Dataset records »
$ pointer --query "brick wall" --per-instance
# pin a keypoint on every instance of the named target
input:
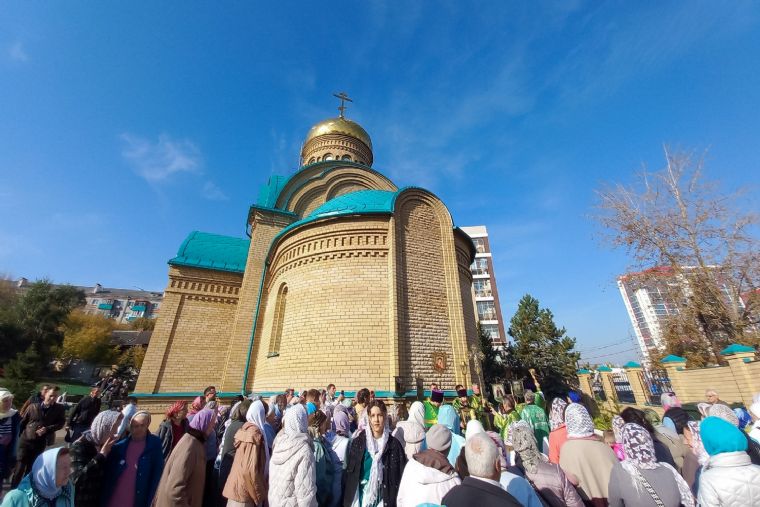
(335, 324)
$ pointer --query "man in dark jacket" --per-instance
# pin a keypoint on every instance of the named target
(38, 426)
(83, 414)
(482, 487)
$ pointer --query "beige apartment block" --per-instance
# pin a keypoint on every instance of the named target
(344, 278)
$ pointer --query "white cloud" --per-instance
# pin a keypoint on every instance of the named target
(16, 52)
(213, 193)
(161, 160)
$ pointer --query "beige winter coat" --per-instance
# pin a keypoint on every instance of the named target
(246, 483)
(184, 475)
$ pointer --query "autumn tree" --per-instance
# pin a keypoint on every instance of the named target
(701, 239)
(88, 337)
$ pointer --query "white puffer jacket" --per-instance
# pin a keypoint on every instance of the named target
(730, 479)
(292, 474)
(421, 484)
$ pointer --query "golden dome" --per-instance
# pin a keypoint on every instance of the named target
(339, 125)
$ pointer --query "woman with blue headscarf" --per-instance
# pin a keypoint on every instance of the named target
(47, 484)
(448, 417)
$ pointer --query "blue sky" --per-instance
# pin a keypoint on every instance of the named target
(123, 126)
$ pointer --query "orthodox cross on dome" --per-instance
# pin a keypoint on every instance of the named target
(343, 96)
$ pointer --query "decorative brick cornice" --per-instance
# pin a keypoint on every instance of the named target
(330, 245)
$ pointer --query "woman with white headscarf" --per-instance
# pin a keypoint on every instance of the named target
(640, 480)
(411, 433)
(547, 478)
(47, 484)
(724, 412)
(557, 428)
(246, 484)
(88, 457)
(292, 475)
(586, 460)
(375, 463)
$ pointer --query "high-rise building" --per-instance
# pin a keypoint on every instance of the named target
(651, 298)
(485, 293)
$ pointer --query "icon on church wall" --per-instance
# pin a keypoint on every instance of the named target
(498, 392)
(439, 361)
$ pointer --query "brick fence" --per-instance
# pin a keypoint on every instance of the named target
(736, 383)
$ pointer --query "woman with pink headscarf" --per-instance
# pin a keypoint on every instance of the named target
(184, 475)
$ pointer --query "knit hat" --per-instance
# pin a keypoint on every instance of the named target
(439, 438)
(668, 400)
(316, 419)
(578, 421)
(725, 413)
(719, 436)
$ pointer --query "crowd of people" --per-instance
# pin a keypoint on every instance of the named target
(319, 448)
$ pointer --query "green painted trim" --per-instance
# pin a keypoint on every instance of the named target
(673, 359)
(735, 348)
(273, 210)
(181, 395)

What the task requires » Filter the records above and copy every line that contains the string "brick".

Exercise response »
$ pointer --query "brick wall" --per-instance
$ pointer --query "decorative brick cornice" --per-instance
$ pointer --query "brick fence" --per-instance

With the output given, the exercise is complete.